EXERCISE INSTRUCTIONS>
Show each line in the records below that contains the word "covered", copying every such line in full. Matches are case-sensitive.

SUPPLIED MATERIAL>
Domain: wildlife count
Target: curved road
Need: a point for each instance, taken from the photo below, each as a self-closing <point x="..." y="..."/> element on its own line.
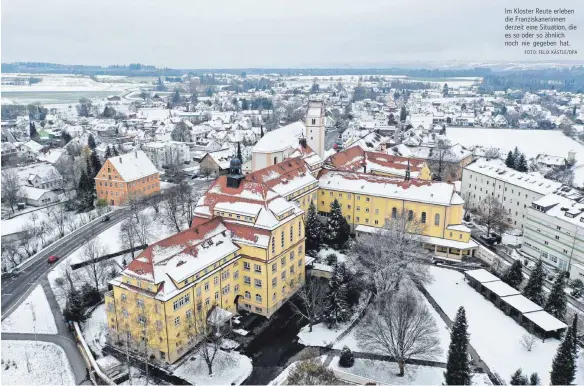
<point x="16" y="289"/>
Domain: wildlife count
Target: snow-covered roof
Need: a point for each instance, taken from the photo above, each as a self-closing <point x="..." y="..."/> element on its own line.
<point x="32" y="193"/>
<point x="500" y="288"/>
<point x="434" y="192"/>
<point x="286" y="137"/>
<point x="545" y="321"/>
<point x="481" y="275"/>
<point x="133" y="166"/>
<point x="496" y="168"/>
<point x="521" y="303"/>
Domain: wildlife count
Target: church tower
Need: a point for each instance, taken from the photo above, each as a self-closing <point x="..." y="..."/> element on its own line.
<point x="315" y="117"/>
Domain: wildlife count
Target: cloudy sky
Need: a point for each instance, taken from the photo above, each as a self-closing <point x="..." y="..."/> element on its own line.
<point x="265" y="33"/>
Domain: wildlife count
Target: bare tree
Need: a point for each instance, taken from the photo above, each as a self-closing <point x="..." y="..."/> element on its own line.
<point x="10" y="188"/>
<point x="401" y="326"/>
<point x="171" y="208"/>
<point x="96" y="270"/>
<point x="492" y="214"/>
<point x="311" y="372"/>
<point x="58" y="218"/>
<point x="312" y="295"/>
<point x="143" y="226"/>
<point x="394" y="254"/>
<point x="210" y="328"/>
<point x="442" y="161"/>
<point x="528" y="341"/>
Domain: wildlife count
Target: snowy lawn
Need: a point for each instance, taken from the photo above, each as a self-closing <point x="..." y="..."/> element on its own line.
<point x="33" y="315"/>
<point x="30" y="363"/>
<point x="493" y="334"/>
<point x="443" y="334"/>
<point x="228" y="367"/>
<point x="95" y="329"/>
<point x="386" y="373"/>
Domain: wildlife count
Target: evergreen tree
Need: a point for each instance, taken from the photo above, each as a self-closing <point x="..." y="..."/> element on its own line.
<point x="457" y="366"/>
<point x="517" y="378"/>
<point x="522" y="164"/>
<point x="403" y="114"/>
<point x="513" y="275"/>
<point x="338" y="309"/>
<point x="534" y="288"/>
<point x="337" y="229"/>
<point x="575" y="337"/>
<point x="33" y="133"/>
<point x="313" y="230"/>
<point x="95" y="164"/>
<point x="556" y="301"/>
<point x="564" y="363"/>
<point x="534" y="379"/>
<point x="175" y="98"/>
<point x="91" y="142"/>
<point x="510" y="162"/>
<point x="66" y="137"/>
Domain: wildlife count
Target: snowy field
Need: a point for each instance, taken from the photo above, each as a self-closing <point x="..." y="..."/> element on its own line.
<point x="63" y="82"/>
<point x="95" y="329"/>
<point x="443" y="334"/>
<point x="228" y="368"/>
<point x="493" y="334"/>
<point x="33" y="315"/>
<point x="30" y="363"/>
<point x="530" y="142"/>
<point x="386" y="373"/>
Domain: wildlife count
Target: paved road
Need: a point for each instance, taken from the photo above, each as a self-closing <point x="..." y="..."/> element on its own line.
<point x="16" y="289"/>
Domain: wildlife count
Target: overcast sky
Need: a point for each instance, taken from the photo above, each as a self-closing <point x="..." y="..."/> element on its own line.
<point x="265" y="33"/>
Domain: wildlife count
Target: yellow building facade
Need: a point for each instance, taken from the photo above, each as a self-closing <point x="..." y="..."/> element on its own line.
<point x="244" y="250"/>
<point x="368" y="201"/>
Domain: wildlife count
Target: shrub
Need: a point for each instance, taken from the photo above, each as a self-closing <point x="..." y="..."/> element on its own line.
<point x="331" y="259"/>
<point x="347" y="358"/>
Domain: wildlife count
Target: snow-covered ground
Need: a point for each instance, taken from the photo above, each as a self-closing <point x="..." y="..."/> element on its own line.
<point x="493" y="334"/>
<point x="386" y="373"/>
<point x="111" y="243"/>
<point x="228" y="368"/>
<point x="443" y="334"/>
<point x="95" y="329"/>
<point x="64" y="82"/>
<point x="33" y="315"/>
<point x="35" y="363"/>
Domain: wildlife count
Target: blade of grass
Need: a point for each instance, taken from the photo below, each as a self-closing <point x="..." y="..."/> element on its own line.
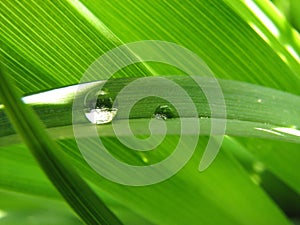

FINISHED EXERCISE>
Target: snow-covered roof
Target: snow-covered ground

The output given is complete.